* Directions for this task
Transcribe all of the records word for word, but omit the pictures.

___ Exercise inputs

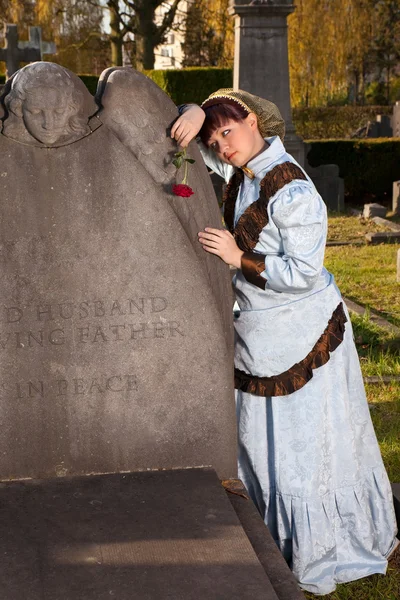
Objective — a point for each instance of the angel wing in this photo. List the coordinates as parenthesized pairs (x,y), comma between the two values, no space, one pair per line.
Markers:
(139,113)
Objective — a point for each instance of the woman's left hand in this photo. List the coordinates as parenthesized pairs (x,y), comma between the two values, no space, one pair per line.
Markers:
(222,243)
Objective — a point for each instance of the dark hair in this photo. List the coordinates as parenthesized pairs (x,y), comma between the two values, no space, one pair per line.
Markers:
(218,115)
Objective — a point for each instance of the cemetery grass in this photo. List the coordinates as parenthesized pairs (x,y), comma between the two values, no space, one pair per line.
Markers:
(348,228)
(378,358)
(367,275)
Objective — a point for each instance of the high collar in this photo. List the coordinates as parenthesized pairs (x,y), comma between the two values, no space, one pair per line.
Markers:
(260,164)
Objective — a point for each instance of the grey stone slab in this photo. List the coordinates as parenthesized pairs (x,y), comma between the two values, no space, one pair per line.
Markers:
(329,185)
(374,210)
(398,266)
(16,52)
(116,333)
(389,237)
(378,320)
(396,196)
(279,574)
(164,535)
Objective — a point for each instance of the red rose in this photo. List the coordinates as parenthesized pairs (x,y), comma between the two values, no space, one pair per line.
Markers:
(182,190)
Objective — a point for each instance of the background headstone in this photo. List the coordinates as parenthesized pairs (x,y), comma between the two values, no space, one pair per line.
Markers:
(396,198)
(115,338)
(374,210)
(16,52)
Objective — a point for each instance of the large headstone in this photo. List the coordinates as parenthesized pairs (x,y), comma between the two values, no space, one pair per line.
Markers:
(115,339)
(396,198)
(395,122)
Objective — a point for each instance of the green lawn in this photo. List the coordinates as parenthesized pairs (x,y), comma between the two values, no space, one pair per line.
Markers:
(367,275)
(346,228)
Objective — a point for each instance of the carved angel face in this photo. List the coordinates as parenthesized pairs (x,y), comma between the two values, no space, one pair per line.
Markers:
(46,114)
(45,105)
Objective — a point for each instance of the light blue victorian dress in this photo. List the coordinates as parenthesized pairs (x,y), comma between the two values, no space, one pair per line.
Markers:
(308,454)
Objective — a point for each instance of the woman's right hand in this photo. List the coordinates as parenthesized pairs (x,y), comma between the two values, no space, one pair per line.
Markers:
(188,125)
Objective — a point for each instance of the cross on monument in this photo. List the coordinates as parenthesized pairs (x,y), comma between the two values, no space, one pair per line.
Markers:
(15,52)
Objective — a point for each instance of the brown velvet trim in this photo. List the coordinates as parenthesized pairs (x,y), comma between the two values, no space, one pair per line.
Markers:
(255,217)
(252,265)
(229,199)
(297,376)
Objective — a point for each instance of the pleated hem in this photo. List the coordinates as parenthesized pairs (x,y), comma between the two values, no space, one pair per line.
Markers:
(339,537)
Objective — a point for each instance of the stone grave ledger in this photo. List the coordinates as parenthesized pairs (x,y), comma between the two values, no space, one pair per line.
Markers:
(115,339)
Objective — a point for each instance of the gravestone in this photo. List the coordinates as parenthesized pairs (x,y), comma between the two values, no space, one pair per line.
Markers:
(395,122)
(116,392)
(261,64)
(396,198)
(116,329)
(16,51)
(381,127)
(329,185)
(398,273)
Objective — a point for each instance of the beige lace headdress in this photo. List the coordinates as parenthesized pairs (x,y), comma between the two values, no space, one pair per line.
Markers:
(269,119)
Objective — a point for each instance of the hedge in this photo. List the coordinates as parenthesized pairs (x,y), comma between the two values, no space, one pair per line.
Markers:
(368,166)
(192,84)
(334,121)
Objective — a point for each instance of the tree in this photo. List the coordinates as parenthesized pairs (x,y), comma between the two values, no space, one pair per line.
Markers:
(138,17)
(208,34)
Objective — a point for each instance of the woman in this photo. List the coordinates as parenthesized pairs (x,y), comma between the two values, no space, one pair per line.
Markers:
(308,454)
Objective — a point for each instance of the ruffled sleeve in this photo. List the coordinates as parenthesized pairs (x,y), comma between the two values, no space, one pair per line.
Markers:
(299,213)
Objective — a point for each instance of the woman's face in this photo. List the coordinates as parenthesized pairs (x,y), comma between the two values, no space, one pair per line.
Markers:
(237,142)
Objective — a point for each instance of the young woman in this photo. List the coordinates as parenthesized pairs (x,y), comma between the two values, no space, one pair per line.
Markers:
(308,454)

______

* Reply to the exercise
Objective — a point for each instance of the angel wing in this photo. List the coordinates as parenthesized pairs (x,y), comma between the two values, no space, one pair per line.
Markers:
(139,113)
Objective — a point for each instance of the woman's left hand in this photo. List the coordinates as parenthesized pairs (x,y), comma between the two values, no space, one pair per line.
Markers:
(222,243)
Objective — a point for each instance of the dark hair in this photo. List the coordinates as parenthesized pairs (x,y), comma between the two values, no space, one pair per line.
Markers:
(218,115)
Objective — a point for each instance of the cemetery grass in this photo. List the coordinates as parenthesized pairs (x,y), comma between the two values, no space, one pair per line.
Markers:
(348,228)
(378,358)
(367,275)
Objective — a point for each instance of the high collar in this photo. List the coordinates as parenthesized pairs (x,y), comma between the two values, no space, one pair per line.
Markers:
(260,164)
Objective — a point for each instance of the grey stone slab in this photo. List the coordinates as parenthesized pairs (x,y), comma between the two values, no space, one pair per line.
Markers:
(329,185)
(374,210)
(398,266)
(16,52)
(116,333)
(389,237)
(378,320)
(396,196)
(279,574)
(164,535)
Objective — a point for each instance of the red rose in this photo. List the coordinates as parenthesized pairs (x,y), comma between the two values, no space, one pair per line.
Markers:
(182,190)
Objective — a point for each instance of the background headstone in this photo. List the coordinates as parenthesized pairs (x,y), comma between the two values, no space, one pair per line.
Markers:
(396,198)
(115,338)
(374,210)
(16,52)
Objective — a point for each instance of the large headstone in this photo. List the coordinates as parenthesized pairs (x,y), comma between the two values, no space, one pair per line.
Markers:
(115,339)
(396,198)
(395,122)
Objective — a point for each instance of the green lawn in this photo. List the coordinates as parenthesized pairs (x,y), comma between the two values, no space, one pair per line.
Markers:
(367,275)
(346,228)
Objective — a point for each instance of the carved angel face in this photo. List the coordinates as parenthesized pairs (x,y), comma between the two values, no space, one pair per line.
Markers:
(46,114)
(45,105)
Objective — a point for each instance of the light blue victorian dress in this photo. List the coordinates as parenthesized pairs (x,y), comma between the two values, no space, one pair per line.
Markers:
(308,454)
Objective — a point for each instance of the woman's right hand in this photo. List the coordinates as parenthesized pairs (x,y), comma between the two values, no space, one pair per line.
Markers:
(188,125)
Objective — a point for each instance of the cross on monument in this photo. List the coordinates as parenthesized pairs (x,y), comma between the two values, no space, one pair per line.
Markers:
(15,52)
Objective — a point for each instance of the brown velvet trim in this photo. List the coordinates as parenthesized pairs (x,y), comma between the two values, no space, one pair per line.
Markers:
(255,217)
(252,265)
(229,199)
(297,376)
Objective — a point for each instance of the pleated hem in this photo. List the coordinates as parenthesized pairs (x,y), comma between the two values, no space, one pair per line.
Markers:
(339,537)
Objective — a point for each instance of the stone grave ledger in this photo. List the coordinates as parenthesized pairs (x,y), comma between the two values, no space, one pair per line.
Markers:
(115,339)
Objective — a point for each instance of the gravestone in this photo. List the coordinates as parenthesized pairs (x,y), comma between the two values, no space, one pair per line.
Markers:
(395,122)
(116,392)
(261,64)
(396,198)
(116,329)
(16,51)
(381,127)
(329,185)
(398,273)
Objective — a point for each instance of the beige lace headdress in this photo. List the coordinates as parenthesized pairs (x,y), comma between the two values, no space, one pair per line.
Markers:
(269,119)
Objective — a point for each instance of the hedge in this photo. List the coordinates as parenthesized pairs (x,y), comma between the two values, no space, one pair per line.
Markers:
(368,166)
(192,84)
(334,121)
Objective — a point for each instance of the tree in this photo. List the coordinates as parenthesized pairs (x,y), comma between the two values, no space, one pair per line.
Markers:
(138,17)
(208,34)
Objective — a point for each instance of the woman in this photo. List the coordinates as parenthesized pairs (x,y), comma between the two values, no space, one pair per line.
Markers:
(308,454)
Objective — a point for each instance of the ruffled sleeve in this photo. List the coordinates as parenthesized pairs (x,y), comma between the two values, no space, one pair per line.
Markers:
(299,213)
Objective — a point for each instance of the woman's face in this photo. List the coordinates as parenthesized pairs (x,y), comma between the two values, no space, one pair per line.
Markers:
(237,142)
Objective — a point for each instance of the young woman in this photo. List the coordinates as parenthesized pairs (x,y), comma between the two values, no space, one pair per line.
Markers:
(308,454)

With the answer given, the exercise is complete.